EXERCISE TASK. Repeat word for word the lines from the one containing "Target: stone column" through the last line, inclusive.

RECORDS PROVIDED.
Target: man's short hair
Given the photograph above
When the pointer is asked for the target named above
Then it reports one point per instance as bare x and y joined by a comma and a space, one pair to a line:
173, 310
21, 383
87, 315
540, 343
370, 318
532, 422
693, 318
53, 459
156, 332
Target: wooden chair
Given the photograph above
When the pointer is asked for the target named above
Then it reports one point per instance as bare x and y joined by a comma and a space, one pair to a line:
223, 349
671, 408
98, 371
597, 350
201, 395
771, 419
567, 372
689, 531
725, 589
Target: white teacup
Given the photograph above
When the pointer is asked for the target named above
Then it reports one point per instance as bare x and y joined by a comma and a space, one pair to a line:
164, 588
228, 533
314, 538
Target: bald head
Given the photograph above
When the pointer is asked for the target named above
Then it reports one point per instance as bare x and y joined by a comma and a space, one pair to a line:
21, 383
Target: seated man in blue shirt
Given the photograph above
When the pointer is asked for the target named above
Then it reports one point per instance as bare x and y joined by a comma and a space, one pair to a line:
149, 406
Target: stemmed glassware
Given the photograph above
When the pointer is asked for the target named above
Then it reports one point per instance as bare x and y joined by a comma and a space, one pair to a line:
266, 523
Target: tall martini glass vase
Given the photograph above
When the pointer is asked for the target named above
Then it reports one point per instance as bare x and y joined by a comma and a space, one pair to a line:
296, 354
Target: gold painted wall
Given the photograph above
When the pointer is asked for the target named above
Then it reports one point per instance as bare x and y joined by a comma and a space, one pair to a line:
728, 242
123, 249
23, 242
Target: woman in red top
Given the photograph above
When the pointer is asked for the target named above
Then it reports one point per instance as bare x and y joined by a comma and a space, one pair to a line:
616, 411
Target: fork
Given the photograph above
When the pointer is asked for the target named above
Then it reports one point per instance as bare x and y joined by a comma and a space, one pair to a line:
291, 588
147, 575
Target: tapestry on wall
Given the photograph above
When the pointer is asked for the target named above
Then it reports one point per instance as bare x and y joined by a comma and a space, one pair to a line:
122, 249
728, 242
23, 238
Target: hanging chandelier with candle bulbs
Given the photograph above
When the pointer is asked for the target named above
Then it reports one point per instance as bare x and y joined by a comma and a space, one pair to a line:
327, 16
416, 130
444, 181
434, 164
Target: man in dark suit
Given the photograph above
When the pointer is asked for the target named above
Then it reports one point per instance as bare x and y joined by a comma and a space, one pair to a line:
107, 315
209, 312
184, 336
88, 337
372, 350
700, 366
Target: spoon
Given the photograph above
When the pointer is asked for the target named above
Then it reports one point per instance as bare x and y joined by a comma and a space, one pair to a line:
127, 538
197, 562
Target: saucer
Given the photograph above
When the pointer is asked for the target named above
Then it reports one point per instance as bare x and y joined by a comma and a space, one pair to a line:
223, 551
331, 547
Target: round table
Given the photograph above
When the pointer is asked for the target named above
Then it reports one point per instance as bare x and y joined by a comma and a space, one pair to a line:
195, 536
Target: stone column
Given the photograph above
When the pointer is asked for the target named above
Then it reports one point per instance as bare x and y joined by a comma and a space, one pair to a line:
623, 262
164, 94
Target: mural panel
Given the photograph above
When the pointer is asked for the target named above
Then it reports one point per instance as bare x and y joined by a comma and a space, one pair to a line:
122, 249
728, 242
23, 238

THE OUTPUT.
Target: stone column
Given the photograph above
When the pointer is asked for the target named above
Then it reports one point per instance as bare x and y joined by a comma and a space, one pair to a line:
623, 262
164, 94
Target: mural panel
Given the photograph above
When the pointer is asked for the target named above
Then it reports one point per instance as bare x and y joined by a comma and a space, one pair to a line:
122, 249
728, 242
23, 238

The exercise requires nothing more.